> **INPUT RECORDS**
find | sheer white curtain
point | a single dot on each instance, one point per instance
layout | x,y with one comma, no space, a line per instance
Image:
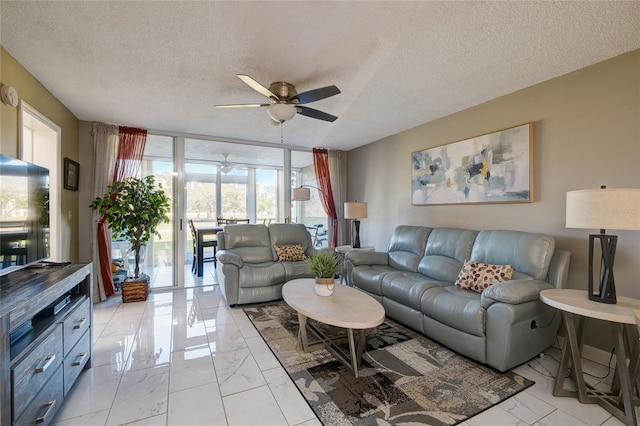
105,145
337,163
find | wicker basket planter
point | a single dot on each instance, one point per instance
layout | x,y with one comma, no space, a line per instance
135,289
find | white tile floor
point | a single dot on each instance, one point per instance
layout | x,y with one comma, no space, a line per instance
184,357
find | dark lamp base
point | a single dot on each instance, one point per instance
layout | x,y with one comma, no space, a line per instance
606,292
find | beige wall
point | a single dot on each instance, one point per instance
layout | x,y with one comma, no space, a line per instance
35,94
587,133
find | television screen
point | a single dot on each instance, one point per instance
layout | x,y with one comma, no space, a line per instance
24,213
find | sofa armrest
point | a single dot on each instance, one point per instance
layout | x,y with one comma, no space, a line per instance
229,257
361,257
513,292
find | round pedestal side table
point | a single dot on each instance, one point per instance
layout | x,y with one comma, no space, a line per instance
576,308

> **TO BE DONE**
Leave out the pictures and return every record word for word.

> **TASK RESULT**
find | sheer white curtain
point | a single dot on each instance, one point per instance
layout | x,y with one comma, no space, a line per instance
Image:
105,145
337,163
find | wicker basket planter
point | a single dot on each instance, one point per instance
layout | x,y with one comma, no space, a line per instance
135,289
find | white tile floor
point | a single dot on each instance, one point per instance
layout | x,y with one comma, no space, a line per instance
184,357
find | dark lamp base
point | a single dot on each instance, one point per instance
layout | x,y with one comma, no space, a line per instance
606,292
find | beige wall
point | a single dot on each instance, one point per instance
layout | x,y with one comma, no space, a line per instance
35,94
587,133
find | television screen
point | a single dot on each instance, one point per instance
layout | x,y with one comma, no space, a line per instance
24,213
find | sofa armrest
point | a single dot on each instance, one point per instance
layout | x,y with one comma, no space, a line per instance
229,257
361,257
513,292
find | round pedestal side table
point | a single dot on each instance, one point per instance
layout | x,y with one comma, no space, a line per instance
576,308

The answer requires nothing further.